■ PROBLEM DETAILS ■
Without including any pictures, write out all the entries exactly.

■ SOURCE RECORDS ■
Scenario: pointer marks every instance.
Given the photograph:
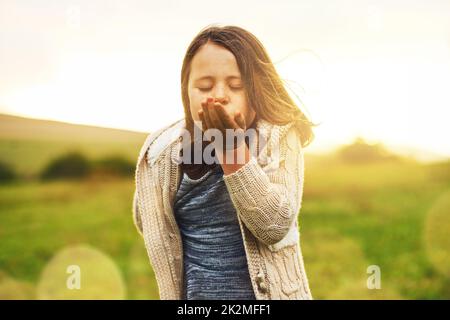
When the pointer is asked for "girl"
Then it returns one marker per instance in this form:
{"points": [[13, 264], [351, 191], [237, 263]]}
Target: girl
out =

■ EXERCISE RESULT ■
Scenario: pointer marks every instance.
Given the photograph:
When the pointer is asked for "girl"
Then it returns one marker per instance in this form:
{"points": [[13, 264], [351, 191], [237, 263]]}
Target: girl
out =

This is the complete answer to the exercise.